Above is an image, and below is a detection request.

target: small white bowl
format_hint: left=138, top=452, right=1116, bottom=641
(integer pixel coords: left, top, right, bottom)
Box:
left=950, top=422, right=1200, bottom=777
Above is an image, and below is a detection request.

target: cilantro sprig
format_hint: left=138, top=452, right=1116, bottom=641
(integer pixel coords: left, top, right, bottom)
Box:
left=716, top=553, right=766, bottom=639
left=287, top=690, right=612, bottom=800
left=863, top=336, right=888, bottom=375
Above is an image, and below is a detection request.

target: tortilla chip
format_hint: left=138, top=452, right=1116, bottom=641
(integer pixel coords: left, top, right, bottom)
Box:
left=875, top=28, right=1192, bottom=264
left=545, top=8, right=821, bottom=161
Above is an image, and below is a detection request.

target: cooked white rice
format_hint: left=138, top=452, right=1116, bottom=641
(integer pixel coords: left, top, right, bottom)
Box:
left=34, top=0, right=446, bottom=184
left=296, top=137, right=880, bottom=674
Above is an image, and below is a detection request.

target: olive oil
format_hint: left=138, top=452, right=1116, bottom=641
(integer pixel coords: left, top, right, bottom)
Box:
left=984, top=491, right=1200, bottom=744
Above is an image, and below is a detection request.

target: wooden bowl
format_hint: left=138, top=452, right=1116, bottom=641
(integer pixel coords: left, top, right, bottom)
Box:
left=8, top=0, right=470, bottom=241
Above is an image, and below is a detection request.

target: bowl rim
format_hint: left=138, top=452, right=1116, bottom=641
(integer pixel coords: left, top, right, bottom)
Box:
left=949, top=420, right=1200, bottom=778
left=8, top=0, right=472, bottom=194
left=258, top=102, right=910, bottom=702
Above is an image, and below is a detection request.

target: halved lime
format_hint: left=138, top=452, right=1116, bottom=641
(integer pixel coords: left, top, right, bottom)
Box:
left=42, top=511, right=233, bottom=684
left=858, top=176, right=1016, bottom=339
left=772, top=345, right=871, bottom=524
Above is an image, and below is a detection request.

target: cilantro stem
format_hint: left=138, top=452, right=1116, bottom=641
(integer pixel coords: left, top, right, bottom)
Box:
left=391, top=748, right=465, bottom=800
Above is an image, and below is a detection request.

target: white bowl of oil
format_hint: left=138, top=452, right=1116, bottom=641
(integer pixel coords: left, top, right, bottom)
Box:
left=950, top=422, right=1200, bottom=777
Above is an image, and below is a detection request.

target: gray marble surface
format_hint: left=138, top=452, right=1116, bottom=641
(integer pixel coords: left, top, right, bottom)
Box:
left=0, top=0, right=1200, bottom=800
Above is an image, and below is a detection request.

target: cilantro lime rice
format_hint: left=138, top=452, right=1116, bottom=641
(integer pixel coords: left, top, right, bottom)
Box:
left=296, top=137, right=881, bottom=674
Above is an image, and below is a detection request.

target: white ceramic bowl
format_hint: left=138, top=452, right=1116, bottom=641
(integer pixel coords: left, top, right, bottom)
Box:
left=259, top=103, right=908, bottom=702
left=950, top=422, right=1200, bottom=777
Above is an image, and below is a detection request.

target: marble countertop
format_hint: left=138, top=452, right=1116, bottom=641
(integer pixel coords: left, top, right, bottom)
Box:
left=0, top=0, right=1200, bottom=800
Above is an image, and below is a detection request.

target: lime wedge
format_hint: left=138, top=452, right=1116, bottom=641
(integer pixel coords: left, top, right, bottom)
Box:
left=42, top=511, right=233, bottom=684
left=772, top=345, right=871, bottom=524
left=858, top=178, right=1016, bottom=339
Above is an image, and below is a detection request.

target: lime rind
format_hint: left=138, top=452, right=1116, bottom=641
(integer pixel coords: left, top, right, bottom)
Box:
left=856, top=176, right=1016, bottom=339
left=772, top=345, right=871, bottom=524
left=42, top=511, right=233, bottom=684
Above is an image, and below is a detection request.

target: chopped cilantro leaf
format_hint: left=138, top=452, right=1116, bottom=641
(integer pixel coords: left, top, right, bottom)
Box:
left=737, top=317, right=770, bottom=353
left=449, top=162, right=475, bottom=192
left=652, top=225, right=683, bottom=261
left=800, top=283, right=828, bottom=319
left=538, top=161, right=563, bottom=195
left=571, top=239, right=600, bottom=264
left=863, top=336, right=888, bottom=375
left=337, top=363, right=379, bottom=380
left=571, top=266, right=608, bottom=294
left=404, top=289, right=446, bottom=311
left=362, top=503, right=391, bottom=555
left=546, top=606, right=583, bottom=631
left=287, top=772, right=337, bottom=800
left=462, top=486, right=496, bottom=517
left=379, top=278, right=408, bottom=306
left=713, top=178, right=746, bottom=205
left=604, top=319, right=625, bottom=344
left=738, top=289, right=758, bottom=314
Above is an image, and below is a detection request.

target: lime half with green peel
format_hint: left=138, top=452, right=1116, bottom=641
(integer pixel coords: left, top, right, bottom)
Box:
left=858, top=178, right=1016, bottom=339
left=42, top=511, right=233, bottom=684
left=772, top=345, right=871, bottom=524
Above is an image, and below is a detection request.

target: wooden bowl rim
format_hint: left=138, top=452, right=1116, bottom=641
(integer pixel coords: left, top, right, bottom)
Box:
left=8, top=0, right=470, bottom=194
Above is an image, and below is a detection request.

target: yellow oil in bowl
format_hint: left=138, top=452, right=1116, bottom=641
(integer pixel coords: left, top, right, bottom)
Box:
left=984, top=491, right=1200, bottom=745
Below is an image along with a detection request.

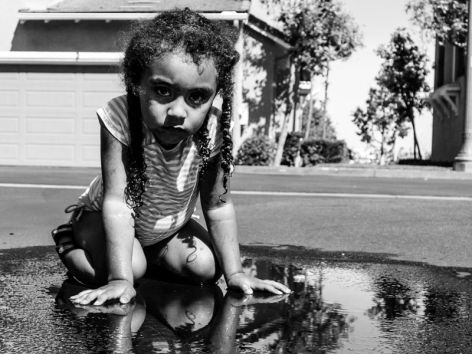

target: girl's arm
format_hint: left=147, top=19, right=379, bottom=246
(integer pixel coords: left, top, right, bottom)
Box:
left=73, top=126, right=136, bottom=305
left=200, top=157, right=290, bottom=294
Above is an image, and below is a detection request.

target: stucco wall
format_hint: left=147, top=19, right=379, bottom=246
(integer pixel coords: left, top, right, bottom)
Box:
left=11, top=21, right=130, bottom=52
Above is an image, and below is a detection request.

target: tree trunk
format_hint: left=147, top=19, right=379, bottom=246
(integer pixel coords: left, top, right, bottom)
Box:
left=321, top=63, right=329, bottom=140
left=305, top=74, right=315, bottom=140
left=273, top=60, right=295, bottom=166
left=410, top=116, right=423, bottom=160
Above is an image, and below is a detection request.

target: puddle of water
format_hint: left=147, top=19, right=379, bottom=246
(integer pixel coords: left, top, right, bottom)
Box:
left=0, top=247, right=472, bottom=353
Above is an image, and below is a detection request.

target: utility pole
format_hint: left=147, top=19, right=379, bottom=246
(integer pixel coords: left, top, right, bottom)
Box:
left=454, top=0, right=472, bottom=172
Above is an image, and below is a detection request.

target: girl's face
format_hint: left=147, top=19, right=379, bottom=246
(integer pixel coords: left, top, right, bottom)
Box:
left=139, top=52, right=217, bottom=149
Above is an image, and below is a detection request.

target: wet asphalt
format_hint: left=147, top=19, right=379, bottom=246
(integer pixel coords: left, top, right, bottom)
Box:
left=0, top=168, right=472, bottom=353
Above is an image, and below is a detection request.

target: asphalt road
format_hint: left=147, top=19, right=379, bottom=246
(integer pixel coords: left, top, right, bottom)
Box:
left=0, top=169, right=472, bottom=268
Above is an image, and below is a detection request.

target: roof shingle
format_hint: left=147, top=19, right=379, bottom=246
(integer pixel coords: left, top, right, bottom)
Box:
left=22, top=0, right=251, bottom=13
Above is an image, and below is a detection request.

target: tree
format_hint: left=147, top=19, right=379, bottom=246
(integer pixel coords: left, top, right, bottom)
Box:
left=376, top=28, right=430, bottom=160
left=406, top=0, right=468, bottom=48
left=352, top=87, right=408, bottom=164
left=302, top=102, right=336, bottom=140
left=274, top=0, right=361, bottom=165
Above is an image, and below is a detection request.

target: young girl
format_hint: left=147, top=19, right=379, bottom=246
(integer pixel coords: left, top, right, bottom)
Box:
left=49, top=9, right=290, bottom=305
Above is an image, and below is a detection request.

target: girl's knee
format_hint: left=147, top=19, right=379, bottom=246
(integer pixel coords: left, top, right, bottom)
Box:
left=155, top=235, right=218, bottom=283
left=185, top=245, right=217, bottom=282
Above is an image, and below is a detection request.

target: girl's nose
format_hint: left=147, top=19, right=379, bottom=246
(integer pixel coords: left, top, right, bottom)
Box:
left=167, top=97, right=187, bottom=119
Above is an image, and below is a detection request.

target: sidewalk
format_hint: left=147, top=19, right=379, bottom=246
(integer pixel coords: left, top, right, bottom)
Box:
left=235, top=164, right=472, bottom=180
left=0, top=164, right=472, bottom=184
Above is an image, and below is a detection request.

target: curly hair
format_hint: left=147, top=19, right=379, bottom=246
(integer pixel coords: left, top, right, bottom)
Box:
left=123, top=8, right=239, bottom=217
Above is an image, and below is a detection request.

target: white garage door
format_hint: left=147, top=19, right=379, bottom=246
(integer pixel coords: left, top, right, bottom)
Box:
left=0, top=66, right=124, bottom=167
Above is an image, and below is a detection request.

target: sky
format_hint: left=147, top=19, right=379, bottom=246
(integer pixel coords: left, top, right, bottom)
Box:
left=327, top=0, right=434, bottom=156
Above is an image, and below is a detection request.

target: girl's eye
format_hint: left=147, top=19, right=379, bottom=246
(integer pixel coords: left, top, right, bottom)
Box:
left=154, top=86, right=172, bottom=97
left=188, top=92, right=208, bottom=106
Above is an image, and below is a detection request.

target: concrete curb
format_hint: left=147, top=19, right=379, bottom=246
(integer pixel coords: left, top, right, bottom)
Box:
left=0, top=164, right=472, bottom=181
left=235, top=165, right=472, bottom=180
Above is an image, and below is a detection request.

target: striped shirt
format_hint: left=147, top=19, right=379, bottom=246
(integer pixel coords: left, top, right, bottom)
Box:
left=78, top=95, right=222, bottom=246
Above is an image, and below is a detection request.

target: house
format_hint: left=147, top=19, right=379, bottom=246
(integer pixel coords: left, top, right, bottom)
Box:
left=431, top=38, right=472, bottom=172
left=0, top=0, right=288, bottom=167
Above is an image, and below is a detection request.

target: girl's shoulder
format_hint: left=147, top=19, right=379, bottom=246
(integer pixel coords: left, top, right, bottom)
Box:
left=97, top=95, right=130, bottom=146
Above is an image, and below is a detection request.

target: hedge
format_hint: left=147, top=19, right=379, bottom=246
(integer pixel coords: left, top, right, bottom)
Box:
left=235, top=135, right=277, bottom=166
left=300, top=139, right=349, bottom=166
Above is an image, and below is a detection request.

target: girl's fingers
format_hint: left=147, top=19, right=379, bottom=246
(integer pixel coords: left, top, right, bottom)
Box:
left=264, top=280, right=292, bottom=294
left=70, top=289, right=93, bottom=299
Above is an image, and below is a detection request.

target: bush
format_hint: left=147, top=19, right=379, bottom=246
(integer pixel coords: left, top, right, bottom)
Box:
left=280, top=132, right=303, bottom=166
left=235, top=135, right=277, bottom=166
left=300, top=139, right=349, bottom=166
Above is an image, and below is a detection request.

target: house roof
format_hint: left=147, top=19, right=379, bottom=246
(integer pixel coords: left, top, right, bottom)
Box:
left=20, top=0, right=251, bottom=13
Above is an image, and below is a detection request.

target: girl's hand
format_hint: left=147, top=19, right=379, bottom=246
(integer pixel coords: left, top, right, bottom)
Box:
left=70, top=280, right=136, bottom=305
left=227, top=272, right=291, bottom=295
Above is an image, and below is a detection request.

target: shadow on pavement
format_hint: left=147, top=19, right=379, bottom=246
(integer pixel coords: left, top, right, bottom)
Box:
left=0, top=246, right=472, bottom=353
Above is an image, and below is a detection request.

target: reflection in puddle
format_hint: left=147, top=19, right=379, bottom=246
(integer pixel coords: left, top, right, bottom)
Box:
left=0, top=248, right=472, bottom=353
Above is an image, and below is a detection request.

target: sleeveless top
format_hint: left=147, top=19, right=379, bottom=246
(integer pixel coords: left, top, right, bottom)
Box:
left=78, top=95, right=222, bottom=246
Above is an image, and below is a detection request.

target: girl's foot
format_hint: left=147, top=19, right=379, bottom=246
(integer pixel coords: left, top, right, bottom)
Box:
left=51, top=224, right=76, bottom=261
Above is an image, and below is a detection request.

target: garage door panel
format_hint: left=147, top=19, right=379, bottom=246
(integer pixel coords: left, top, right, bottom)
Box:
left=26, top=117, right=75, bottom=134
left=23, top=71, right=77, bottom=84
left=83, top=91, right=123, bottom=107
left=0, top=142, right=20, bottom=163
left=26, top=91, right=76, bottom=107
left=0, top=65, right=124, bottom=167
left=0, top=90, right=20, bottom=107
left=81, top=118, right=100, bottom=135
left=0, top=117, right=20, bottom=133
left=25, top=144, right=75, bottom=161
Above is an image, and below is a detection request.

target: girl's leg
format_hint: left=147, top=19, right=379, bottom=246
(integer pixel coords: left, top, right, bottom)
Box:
left=53, top=211, right=146, bottom=286
left=144, top=219, right=221, bottom=284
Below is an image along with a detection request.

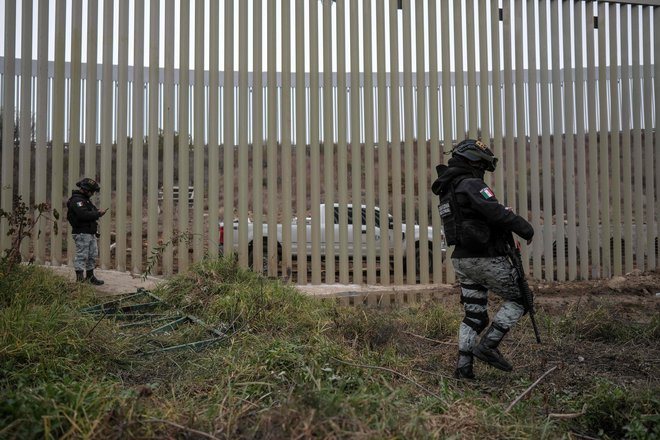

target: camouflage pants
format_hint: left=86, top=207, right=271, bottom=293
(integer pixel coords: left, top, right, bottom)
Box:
left=73, top=234, right=99, bottom=271
left=451, top=257, right=525, bottom=352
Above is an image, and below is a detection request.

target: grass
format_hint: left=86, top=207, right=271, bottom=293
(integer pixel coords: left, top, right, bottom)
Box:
left=0, top=258, right=660, bottom=439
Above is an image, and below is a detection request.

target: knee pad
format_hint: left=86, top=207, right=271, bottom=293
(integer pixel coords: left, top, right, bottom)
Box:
left=463, top=310, right=490, bottom=334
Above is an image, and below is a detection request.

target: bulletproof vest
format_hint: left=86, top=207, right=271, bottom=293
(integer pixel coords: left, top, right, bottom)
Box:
left=438, top=179, right=463, bottom=246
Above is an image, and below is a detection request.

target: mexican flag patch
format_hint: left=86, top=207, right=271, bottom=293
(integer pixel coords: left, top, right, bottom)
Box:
left=479, top=187, right=495, bottom=200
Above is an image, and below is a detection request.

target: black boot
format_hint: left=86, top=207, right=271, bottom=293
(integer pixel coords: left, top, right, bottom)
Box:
left=87, top=269, right=103, bottom=286
left=472, top=323, right=513, bottom=371
left=454, top=350, right=474, bottom=379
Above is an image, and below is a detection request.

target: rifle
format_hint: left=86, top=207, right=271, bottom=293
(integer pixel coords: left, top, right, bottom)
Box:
left=506, top=237, right=541, bottom=344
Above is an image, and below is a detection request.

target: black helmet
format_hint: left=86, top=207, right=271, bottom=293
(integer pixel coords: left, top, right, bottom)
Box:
left=76, top=177, right=101, bottom=193
left=451, top=139, right=497, bottom=172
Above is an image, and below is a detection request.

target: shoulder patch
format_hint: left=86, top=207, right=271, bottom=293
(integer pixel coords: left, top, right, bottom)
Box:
left=479, top=187, right=495, bottom=200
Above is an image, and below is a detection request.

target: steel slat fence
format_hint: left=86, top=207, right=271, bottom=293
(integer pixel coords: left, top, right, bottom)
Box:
left=0, top=0, right=660, bottom=285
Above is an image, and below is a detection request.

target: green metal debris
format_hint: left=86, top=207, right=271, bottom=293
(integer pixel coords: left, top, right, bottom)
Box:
left=81, top=288, right=228, bottom=355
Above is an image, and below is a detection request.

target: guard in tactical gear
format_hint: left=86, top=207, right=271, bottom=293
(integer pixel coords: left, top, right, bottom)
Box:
left=66, top=177, right=107, bottom=286
left=432, top=139, right=534, bottom=379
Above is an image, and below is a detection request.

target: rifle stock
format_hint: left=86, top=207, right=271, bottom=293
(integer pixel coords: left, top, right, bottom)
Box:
left=507, top=243, right=541, bottom=344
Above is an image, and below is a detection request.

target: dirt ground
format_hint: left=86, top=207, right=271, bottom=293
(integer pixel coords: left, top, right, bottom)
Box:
left=50, top=266, right=660, bottom=392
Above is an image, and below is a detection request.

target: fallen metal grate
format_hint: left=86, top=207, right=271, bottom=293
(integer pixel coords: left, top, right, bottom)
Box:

==================================================

• GOAL OF THE EXERCISE: Copy the records word for word, starting at their first line and ending at the line that contains "left=296, top=137, right=880, bottom=674", with both of those lines included.

• RESPONSE FOR THIS EXERCISE:
Above is an image, and below is a detection request.

target: small white bowl
format_hint: left=138, top=452, right=1116, bottom=641
(integer pixel coords: left, top, right, bottom)
Box:
left=950, top=422, right=1200, bottom=777
Above is an image, and below is a detection request.

target: cilantro sprig
format_hint: left=138, top=452, right=1116, bottom=641
(integer pixel coords: left, top, right, bottom)
Box:
left=716, top=553, right=766, bottom=639
left=287, top=690, right=612, bottom=800
left=863, top=336, right=888, bottom=375
Above is an image, and below is a detection request.

target: tortilla chip
format_hint: left=138, top=452, right=1116, bottom=641
(integer pixel coords: left, top, right, bottom)
Box:
left=875, top=28, right=1192, bottom=264
left=545, top=8, right=821, bottom=161
Above is an image, and below is a detection request.

target: cooked white rice
format_hint: left=138, top=452, right=1116, bottom=641
(integer pixel coords: left, top, right, bottom)
Box:
left=34, top=0, right=446, bottom=184
left=296, top=137, right=880, bottom=674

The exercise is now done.